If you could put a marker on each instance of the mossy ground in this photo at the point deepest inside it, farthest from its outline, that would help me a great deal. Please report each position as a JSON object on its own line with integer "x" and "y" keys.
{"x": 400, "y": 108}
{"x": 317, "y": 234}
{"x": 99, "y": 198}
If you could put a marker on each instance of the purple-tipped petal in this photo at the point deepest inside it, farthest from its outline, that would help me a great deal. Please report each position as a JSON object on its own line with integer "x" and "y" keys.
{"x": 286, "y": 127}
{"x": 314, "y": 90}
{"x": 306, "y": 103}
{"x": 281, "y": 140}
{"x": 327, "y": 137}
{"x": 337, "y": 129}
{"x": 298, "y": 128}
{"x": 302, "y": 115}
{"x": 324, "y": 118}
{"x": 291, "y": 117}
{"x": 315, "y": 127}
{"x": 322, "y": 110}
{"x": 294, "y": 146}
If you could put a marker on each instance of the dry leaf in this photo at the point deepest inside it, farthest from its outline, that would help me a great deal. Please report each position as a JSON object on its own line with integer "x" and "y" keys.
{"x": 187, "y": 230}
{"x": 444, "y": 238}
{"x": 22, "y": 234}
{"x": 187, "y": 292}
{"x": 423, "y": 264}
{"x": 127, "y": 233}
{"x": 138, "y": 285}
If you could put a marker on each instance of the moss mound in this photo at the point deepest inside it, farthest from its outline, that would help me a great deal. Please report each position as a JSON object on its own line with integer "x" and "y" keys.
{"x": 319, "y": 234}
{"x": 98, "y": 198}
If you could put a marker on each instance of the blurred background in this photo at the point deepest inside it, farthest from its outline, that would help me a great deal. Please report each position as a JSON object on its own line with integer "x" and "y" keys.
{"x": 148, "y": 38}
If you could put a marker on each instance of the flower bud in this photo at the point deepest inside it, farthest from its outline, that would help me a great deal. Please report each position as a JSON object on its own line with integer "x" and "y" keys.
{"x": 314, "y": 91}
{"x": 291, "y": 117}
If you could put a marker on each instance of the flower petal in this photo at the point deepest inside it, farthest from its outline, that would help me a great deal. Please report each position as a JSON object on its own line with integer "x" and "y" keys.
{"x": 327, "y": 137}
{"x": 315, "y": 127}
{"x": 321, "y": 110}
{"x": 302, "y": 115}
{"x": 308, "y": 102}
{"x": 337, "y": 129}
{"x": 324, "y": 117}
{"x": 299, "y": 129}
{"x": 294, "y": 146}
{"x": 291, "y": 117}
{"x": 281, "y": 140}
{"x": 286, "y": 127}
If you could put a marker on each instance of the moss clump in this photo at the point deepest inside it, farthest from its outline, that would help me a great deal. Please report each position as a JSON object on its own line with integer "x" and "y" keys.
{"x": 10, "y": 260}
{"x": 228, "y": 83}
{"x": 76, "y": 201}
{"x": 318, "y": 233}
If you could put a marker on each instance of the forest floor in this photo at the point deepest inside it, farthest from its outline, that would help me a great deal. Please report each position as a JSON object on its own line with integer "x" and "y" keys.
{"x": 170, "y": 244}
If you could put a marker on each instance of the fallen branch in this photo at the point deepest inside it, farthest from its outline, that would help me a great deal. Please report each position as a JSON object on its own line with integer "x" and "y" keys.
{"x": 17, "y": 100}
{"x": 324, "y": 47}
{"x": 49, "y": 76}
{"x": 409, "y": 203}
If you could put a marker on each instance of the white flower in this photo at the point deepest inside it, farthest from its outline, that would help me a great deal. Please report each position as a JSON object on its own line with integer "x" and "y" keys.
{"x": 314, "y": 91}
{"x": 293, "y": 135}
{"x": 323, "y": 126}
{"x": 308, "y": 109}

▸ STATED GOAL: Reproduce the listing, starting with the line that contains "the moss clump" and continuing through the end of the listing, with "fallen branch" replaced by "broken limb" and all other text left unchanged.

▸ CORRECT ANSWER:
If you could put a marker on each instance of the moss clump in this photo at the point deepest inside it, farthest from its outline, that would help me a great deal. Please report each position as a JSON object on its own line with integer "x" and "y" keys.
{"x": 10, "y": 260}
{"x": 228, "y": 83}
{"x": 76, "y": 201}
{"x": 318, "y": 233}
If you could put a marker on each instance of the forest floor in this photo at the point deepest inside it, farthest from its outline, that would help me a great deal. Please report each position as a JSON object on its own line with integer "x" and "y" keys.
{"x": 170, "y": 244}
If you could put a marker on each instance of the broken limb in this photo at the point deepest inside it, farthest from its outline, that would help me a great deal. Please report each position as a JSON object on its own line with integer "x" and "y" keys.
{"x": 17, "y": 100}
{"x": 324, "y": 47}
{"x": 49, "y": 76}
{"x": 409, "y": 203}
If you could put a marker on each instance of the white flower in this photo at the point deepest inside it, farthest from its outline, that would help me a great deal. Please report each position as a JSON object on its own line with integer "x" and "y" keys.
{"x": 314, "y": 91}
{"x": 293, "y": 135}
{"x": 323, "y": 126}
{"x": 308, "y": 109}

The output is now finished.